[Data excerpts]
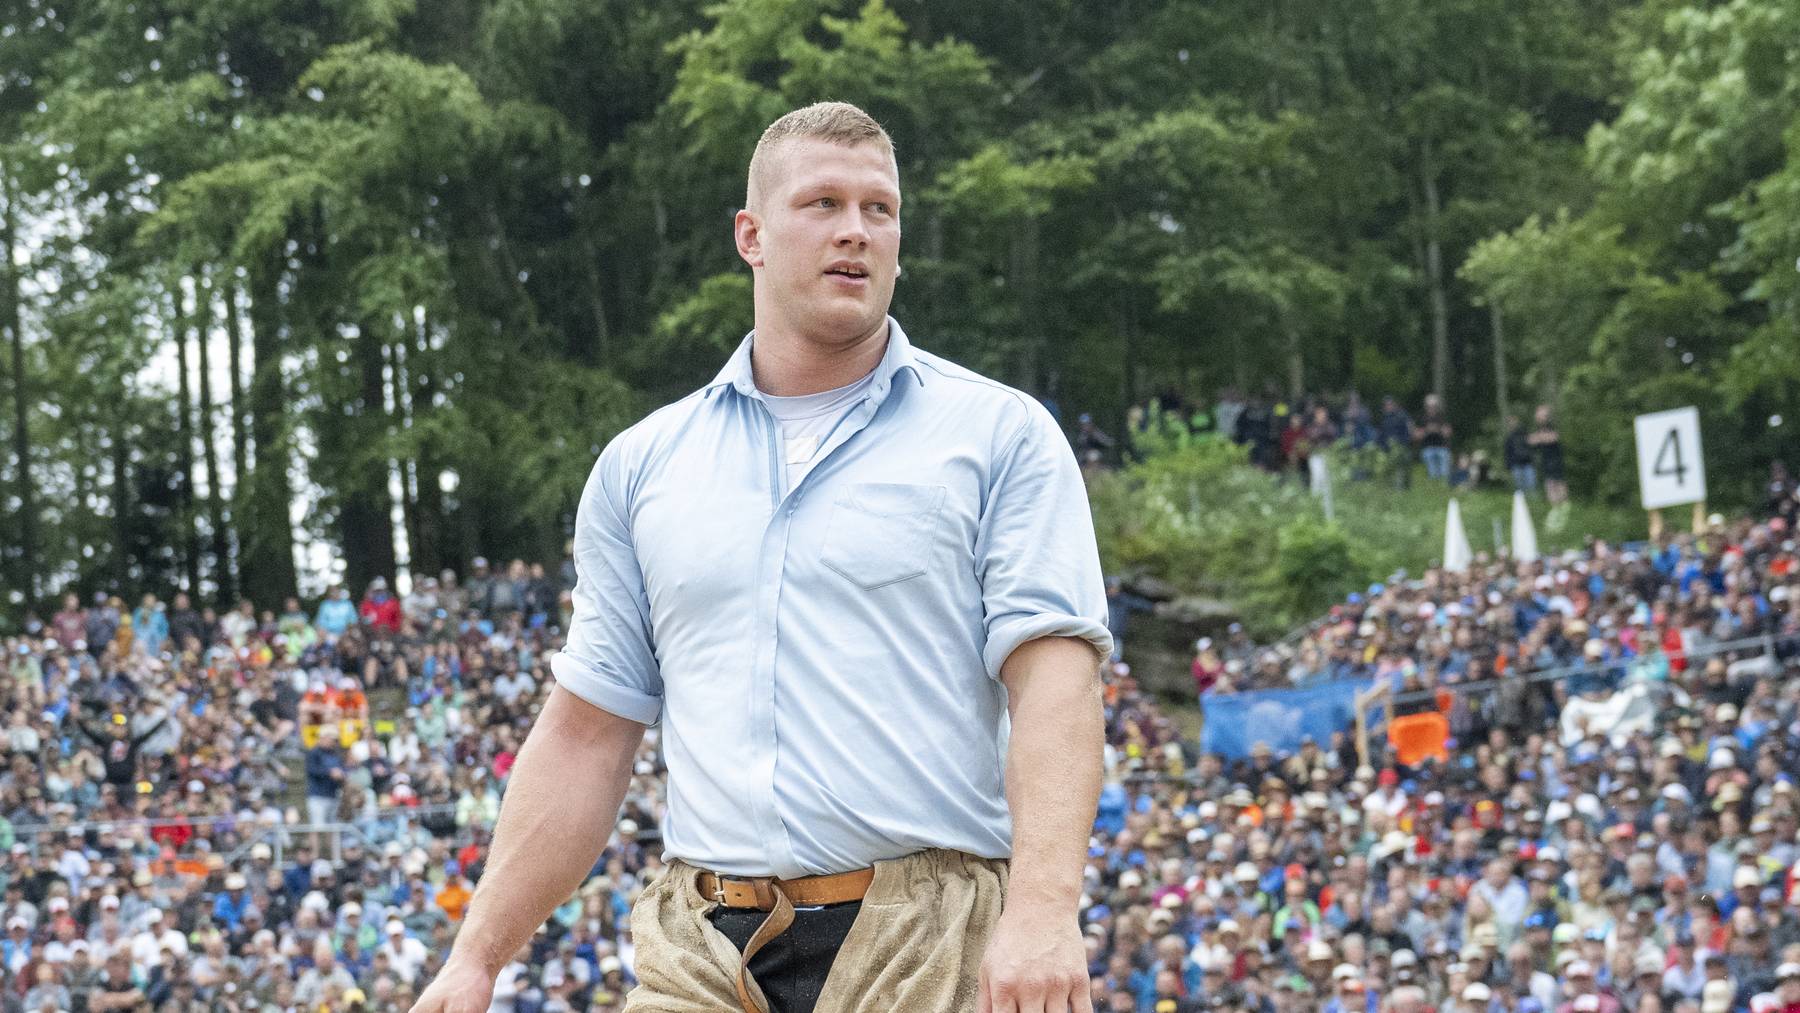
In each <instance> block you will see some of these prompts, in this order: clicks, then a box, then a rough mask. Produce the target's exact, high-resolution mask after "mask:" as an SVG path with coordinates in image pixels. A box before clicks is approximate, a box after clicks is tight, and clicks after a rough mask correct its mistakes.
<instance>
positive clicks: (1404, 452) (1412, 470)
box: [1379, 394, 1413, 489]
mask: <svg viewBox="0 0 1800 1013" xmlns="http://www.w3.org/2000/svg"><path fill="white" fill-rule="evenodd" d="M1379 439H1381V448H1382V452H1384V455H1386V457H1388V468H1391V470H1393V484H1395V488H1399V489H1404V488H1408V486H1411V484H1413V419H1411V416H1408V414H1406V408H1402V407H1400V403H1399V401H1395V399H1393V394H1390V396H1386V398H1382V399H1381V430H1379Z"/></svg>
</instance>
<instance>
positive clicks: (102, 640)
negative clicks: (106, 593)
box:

**What you have to do:**
Write out, word for word, the lines from the one containing "</instance>" through the end of the records, with no other lines.

**Your solution:**
</instance>
<instance>
positive clicks: (102, 640)
negative clicks: (106, 593)
box:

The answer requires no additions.